Requirement: Lines before the one containing "negative clicks: (368, 325)" are left out; that line and every line after it, through the end of the records, are to be reproduced exactly.

Dataset entries:
- - - -
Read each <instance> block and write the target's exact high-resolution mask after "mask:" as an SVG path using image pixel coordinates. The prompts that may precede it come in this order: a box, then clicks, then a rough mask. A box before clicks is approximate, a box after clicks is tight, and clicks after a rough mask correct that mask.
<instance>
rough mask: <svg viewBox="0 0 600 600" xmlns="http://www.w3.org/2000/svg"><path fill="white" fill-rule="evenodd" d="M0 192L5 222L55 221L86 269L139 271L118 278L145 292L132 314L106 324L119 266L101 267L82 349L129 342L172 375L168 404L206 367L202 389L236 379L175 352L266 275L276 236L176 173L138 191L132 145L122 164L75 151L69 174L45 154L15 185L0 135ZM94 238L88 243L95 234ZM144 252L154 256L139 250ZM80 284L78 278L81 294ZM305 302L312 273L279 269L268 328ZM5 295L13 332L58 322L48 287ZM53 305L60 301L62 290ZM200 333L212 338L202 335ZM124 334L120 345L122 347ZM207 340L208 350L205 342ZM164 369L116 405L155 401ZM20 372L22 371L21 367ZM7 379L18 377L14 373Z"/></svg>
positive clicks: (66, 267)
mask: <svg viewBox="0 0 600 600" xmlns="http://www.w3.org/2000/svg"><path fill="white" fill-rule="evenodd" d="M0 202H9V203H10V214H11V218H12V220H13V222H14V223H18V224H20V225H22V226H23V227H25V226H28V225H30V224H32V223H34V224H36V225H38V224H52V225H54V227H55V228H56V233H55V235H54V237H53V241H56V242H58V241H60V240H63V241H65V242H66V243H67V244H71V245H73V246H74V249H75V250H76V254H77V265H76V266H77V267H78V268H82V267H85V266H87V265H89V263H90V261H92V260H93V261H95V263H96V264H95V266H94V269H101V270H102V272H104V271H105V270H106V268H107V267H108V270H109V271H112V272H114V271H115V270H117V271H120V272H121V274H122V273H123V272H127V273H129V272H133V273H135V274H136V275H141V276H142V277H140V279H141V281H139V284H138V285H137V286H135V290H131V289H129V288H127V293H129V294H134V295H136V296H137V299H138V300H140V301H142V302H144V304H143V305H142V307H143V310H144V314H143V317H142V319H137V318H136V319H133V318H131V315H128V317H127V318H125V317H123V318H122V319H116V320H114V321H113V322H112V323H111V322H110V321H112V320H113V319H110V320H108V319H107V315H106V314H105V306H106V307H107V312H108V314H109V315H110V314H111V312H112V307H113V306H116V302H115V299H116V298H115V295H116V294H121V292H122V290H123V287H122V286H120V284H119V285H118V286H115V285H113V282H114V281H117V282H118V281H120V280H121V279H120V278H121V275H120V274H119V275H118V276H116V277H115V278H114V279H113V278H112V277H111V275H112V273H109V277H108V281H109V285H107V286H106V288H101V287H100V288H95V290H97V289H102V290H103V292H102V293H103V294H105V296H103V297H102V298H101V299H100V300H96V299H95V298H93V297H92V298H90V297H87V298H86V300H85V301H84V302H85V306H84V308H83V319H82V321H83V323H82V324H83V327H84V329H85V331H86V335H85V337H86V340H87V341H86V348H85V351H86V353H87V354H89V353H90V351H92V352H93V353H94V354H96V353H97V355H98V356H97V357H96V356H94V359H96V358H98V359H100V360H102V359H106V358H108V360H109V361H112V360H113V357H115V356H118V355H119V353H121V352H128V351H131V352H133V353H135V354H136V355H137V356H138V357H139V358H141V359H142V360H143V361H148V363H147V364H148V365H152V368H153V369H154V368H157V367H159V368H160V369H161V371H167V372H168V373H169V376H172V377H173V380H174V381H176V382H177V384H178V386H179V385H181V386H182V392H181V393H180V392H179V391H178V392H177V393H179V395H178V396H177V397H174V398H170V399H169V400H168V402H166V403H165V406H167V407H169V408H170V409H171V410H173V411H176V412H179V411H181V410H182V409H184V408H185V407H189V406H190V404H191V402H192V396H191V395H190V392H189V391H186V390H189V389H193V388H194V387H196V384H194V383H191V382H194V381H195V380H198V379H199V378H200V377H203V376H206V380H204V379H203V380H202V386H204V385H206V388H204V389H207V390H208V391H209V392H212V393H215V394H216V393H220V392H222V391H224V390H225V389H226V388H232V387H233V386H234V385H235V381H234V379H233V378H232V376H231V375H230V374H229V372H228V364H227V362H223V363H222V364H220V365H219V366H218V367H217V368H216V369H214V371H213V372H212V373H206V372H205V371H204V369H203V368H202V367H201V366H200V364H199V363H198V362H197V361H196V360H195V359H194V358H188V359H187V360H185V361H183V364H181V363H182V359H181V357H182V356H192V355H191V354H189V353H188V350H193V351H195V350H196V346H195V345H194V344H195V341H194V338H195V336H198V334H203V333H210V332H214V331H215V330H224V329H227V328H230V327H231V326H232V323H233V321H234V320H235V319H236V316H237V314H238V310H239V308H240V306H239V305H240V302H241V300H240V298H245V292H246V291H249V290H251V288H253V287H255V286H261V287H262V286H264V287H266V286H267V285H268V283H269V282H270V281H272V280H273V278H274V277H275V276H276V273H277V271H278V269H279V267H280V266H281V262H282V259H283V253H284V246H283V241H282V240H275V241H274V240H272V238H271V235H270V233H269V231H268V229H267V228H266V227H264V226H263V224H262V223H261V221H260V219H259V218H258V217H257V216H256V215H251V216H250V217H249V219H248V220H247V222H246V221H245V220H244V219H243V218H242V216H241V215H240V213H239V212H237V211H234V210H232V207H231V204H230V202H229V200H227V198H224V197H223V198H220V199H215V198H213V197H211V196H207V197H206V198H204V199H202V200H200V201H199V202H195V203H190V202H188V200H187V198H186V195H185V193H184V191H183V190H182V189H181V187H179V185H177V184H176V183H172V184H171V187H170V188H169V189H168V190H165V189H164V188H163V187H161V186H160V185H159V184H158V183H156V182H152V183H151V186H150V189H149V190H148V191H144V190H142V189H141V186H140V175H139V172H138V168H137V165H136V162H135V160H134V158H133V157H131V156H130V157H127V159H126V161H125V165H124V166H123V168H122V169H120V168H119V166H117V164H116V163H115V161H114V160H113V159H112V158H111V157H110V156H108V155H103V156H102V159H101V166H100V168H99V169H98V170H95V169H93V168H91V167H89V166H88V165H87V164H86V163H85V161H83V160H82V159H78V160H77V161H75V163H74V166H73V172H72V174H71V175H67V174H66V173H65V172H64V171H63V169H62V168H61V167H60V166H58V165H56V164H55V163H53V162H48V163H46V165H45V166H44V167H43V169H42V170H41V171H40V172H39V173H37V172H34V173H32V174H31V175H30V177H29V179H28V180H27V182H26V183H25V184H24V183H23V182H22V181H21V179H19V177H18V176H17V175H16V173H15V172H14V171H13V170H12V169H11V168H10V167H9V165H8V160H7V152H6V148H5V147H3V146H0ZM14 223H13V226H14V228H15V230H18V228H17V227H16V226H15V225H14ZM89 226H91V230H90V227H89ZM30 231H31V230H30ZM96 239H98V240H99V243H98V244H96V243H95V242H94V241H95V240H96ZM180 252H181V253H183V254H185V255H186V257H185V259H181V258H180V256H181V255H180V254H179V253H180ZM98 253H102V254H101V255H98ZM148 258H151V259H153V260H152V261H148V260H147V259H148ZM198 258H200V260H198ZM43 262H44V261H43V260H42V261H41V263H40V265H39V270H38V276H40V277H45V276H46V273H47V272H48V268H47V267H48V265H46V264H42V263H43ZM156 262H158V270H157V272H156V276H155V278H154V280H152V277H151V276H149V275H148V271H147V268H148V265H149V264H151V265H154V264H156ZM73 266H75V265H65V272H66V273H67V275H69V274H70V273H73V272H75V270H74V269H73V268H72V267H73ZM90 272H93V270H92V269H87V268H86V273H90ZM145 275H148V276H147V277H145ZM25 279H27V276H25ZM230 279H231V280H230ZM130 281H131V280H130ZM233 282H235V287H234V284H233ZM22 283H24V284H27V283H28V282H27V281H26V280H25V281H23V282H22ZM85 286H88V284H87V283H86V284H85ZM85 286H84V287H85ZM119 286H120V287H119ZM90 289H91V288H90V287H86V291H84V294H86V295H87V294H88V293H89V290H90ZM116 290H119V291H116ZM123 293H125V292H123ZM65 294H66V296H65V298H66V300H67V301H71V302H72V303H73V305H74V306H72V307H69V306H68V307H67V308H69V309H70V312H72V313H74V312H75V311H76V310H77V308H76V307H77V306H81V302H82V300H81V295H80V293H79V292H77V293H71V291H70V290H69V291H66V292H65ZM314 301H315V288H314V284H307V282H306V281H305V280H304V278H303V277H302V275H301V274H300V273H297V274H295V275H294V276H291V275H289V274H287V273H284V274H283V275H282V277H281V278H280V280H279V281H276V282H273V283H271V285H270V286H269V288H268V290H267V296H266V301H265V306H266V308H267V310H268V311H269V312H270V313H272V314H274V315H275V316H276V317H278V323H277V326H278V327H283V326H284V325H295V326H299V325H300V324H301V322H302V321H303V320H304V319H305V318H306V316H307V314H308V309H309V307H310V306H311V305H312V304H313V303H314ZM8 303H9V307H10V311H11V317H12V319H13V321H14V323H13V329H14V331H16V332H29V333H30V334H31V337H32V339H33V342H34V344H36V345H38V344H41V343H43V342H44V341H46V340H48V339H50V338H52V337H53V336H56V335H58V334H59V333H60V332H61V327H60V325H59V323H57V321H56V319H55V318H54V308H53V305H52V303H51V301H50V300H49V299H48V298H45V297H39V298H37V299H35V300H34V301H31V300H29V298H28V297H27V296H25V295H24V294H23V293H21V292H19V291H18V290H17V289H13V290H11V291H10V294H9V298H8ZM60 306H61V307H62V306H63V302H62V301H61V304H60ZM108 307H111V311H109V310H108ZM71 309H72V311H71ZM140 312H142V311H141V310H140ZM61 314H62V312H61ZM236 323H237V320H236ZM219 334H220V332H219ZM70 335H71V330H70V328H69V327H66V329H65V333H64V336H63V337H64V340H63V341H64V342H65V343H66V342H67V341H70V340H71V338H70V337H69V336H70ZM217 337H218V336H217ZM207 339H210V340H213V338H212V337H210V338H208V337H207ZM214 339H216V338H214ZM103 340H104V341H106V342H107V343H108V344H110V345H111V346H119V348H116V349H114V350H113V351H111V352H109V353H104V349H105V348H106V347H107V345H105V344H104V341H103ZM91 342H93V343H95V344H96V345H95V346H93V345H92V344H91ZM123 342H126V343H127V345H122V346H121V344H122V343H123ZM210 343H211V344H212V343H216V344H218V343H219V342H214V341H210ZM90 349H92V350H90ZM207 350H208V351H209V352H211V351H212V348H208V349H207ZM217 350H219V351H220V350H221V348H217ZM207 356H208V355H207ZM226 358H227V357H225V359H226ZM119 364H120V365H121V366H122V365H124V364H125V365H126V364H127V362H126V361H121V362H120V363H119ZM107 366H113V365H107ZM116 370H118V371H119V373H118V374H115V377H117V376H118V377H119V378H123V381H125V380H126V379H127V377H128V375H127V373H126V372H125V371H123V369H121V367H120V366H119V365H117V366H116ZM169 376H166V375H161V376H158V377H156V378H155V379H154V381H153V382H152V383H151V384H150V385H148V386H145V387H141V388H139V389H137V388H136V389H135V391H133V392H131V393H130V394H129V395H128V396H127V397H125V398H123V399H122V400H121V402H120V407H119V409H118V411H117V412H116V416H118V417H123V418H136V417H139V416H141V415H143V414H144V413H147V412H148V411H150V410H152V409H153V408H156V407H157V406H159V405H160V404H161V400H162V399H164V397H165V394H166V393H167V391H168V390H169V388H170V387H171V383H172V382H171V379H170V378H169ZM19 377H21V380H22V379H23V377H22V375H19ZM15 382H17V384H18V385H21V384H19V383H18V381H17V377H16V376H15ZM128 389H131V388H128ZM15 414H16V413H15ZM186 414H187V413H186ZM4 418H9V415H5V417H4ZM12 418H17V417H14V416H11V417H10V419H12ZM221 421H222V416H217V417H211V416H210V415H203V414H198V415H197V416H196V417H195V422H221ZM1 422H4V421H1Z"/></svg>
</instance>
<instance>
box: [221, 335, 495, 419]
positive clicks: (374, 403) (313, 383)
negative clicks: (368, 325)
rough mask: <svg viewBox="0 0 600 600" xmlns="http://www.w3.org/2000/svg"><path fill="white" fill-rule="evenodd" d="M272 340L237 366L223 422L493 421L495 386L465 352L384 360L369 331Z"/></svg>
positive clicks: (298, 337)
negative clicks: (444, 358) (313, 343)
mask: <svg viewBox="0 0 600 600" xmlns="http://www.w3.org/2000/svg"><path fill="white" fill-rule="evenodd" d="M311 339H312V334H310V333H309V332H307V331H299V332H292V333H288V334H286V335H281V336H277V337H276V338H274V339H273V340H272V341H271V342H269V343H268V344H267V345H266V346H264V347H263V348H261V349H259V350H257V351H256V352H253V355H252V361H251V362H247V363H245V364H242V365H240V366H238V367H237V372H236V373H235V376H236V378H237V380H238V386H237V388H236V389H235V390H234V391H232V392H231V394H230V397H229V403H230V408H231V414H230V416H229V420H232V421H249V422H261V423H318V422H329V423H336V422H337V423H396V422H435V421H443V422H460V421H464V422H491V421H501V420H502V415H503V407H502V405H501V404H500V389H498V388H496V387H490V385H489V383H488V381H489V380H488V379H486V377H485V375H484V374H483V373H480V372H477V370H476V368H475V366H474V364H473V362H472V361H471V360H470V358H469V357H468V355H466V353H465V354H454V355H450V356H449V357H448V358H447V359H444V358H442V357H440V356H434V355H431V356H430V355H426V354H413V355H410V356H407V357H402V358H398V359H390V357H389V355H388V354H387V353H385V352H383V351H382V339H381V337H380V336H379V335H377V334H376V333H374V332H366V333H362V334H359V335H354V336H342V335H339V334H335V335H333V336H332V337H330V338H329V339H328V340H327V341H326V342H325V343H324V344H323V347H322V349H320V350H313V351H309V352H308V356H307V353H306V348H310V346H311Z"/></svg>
- - - -
Solution:
negative clicks: (368, 325)
rough mask: <svg viewBox="0 0 600 600" xmlns="http://www.w3.org/2000/svg"><path fill="white" fill-rule="evenodd" d="M272 340L237 366L223 422L493 421L495 386L465 352L384 360L369 331Z"/></svg>
positive clicks: (298, 337)
negative clicks: (444, 358) (313, 343)
mask: <svg viewBox="0 0 600 600" xmlns="http://www.w3.org/2000/svg"><path fill="white" fill-rule="evenodd" d="M311 339H312V334H310V333H309V332H307V331H299V332H292V333H288V334H286V335H281V336H277V337H276V338H274V339H273V340H272V341H271V342H269V343H268V344H267V345H266V346H264V347H263V348H261V349H259V350H257V351H256V352H253V355H252V361H251V362H247V363H245V364H242V365H240V366H238V367H237V372H236V373H235V376H236V378H237V380H238V386H237V388H236V389H235V390H234V391H232V392H231V394H230V397H229V403H230V408H231V414H230V416H229V420H232V421H249V422H261V423H318V422H329V423H336V422H337V423H396V422H435V421H443V422H460V421H464V422H491V421H501V420H502V415H503V407H502V405H501V404H500V389H498V388H496V387H490V385H489V383H488V381H489V380H488V379H486V377H485V375H484V374H483V373H480V372H477V370H476V368H475V366H474V364H473V362H472V361H471V360H470V358H469V357H468V355H466V353H465V354H454V355H450V356H449V357H448V358H447V359H444V358H442V357H440V356H434V355H431V356H430V355H426V354H413V355H410V356H407V357H402V358H398V359H390V357H389V355H388V354H387V353H385V352H383V351H382V339H381V337H380V336H379V335H377V334H376V333H374V332H366V333H362V334H359V335H354V336H342V335H339V334H335V335H333V336H332V337H330V338H329V339H328V340H327V341H326V342H325V343H324V344H323V347H322V349H320V350H313V351H309V352H308V356H307V353H306V348H310V346H311Z"/></svg>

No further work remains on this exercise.